--- QUOTED TEXT ---

On the GPU side, the Mali T628MP4 scales from an idle 120MHz to 600MHz in 6 steps employing a Ondemand algorithm on a 20ms sample interval. Again, due to the SoCs having the same GPU IP I can't stop myself from comparing it to Samsung's implementation of the GPU DVFS drivers: This is a much more aggressive algorithm than what see see in Exynos SoCs. While the latter can only reach the higher frequencies in sequential order from frequency to frequency, the HiSilicon chip can directly jump from its minimum state to the full 600MHz with a much quicker reponse time. I'm still not sure how wise this is as it appears to be a tad too aggressive and may impact power efficiency. Usually ARM licensees are responsible for implementing GPU power gating on the SoC-level, so while I don't have any direct evidence of this without the driver sources, I'll assume this is the case for the Hi3630.

The memory controller's driver seems more or less identical to what Samsung deploys, scaling from 120MHz to 800MHz using an identical governor algorithm as the GPU, but also employing a QoS scheme when the use-case demands minimal bandwidth requirements.

Platform Power

Once in a while, we get lucky and a device comes with a coloumb-counting fuel-gauge that allows to do precise power measurements without much hassle and external equipment. To my delight, the Honor 6 is one of these and I promptly went on to do some power analysis of the phone.

First we see that the device's idle power at our standardised 200cd/m² measuring brightness comes in at 965mW, for comparison Anand did a similar measurement for the Galaxy S5 which came in at 854mW with its AMOLED screen. Further investigating minimum brightness at 684mW and maximum brightness at 1466mW gives us about an estimated range on how efficient the JDI-manufactured panel is.

Continuing on, I tested out the camera's power usage as that is one of the most power intensive tasks for a smartphone besides playing games. At 2.5W for the preview screen and 3W for 1080p video recording we still see very reasonable values competitive with what Qualcomm and Samsung provide.

Similarly a run of Sunspider averages out at around 3W. Interesting to see here was the discrepancy between Chrome and the stock provided browser. In all test cases I was able to achieve a lower power usage on the stock browser than on Chrome. This may very well have to do with optimized CPU & GPU libraries that OEMs ship with the phone versus the more generic ones that Google bundles with Chrome.

--- RECORDS PROVIDED ---

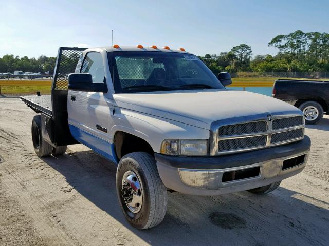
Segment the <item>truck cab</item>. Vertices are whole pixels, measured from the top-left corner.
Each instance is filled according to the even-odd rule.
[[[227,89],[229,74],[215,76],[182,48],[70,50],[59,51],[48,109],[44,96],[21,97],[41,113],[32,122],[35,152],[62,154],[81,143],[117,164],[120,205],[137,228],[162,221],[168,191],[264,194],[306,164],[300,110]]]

---
--- RECORDS PROVIDED ---

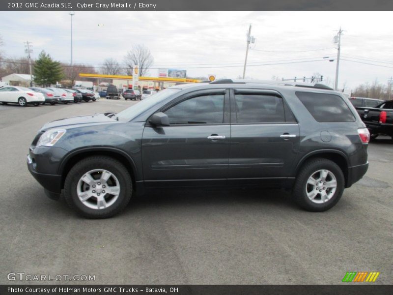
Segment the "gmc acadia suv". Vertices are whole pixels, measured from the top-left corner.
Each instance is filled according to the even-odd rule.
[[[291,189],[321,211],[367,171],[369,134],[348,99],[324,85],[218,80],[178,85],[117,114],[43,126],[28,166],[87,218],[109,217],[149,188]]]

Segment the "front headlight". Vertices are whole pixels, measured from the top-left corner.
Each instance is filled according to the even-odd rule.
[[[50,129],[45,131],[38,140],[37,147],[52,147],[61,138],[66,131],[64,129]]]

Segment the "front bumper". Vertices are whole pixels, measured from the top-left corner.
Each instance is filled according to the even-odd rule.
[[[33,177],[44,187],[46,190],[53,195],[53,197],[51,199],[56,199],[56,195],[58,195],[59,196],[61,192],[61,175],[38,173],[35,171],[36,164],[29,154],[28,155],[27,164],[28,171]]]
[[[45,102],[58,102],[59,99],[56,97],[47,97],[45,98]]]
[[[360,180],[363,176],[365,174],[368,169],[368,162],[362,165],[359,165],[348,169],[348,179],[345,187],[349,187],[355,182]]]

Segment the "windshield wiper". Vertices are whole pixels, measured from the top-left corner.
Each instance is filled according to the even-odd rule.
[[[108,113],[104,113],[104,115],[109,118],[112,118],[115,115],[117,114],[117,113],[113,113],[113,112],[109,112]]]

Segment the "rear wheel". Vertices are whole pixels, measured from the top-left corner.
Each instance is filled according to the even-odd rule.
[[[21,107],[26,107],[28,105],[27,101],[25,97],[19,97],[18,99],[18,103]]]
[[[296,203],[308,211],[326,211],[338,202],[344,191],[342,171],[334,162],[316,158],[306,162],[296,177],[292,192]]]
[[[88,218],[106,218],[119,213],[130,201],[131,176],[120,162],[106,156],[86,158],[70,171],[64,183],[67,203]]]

---

■ WHAT YOU NEED TO DO:
1 - Print the Honor 6 power text word for word, starting with "On the GPU side, the" and going on through "for the Hi3630.".
2 - According to the Honor 6 power text, what idle power did the device draw at the 200cd/m² measuring brightness?
The rows are separate material and do not belong to the Honor 6 power text.

■ FINAL ANSWERS:
1 -
On the GPU side, the Mali T628MP4 scales from an idle 120MHz to 600MHz in 6 steps employing a Ondemand algorithm on a 20ms sample interval. Again, due to the SoCs having the same GPU IP I can't stop myself from comparing it to Samsung's implementation of the GPU DVFS drivers: This is a much more aggressive algorithm than what see see in Exynos SoCs. While the latter can only reach the higher frequencies in sequential order from frequency to frequency, the HiSilicon chip can directly jump from its minimum state to the full 600MHz with a much quicker reponse time. I'm still not sure how wise this is as it appears to be a tad too aggressive and may impact power efficiency. Usually ARM licensees are responsible for implementing GPU power gating on the SoC-level, so while I don't have any direct evidence of this without the driver sources, I'll assume this is the case for the Hi3630.

2 - 965mW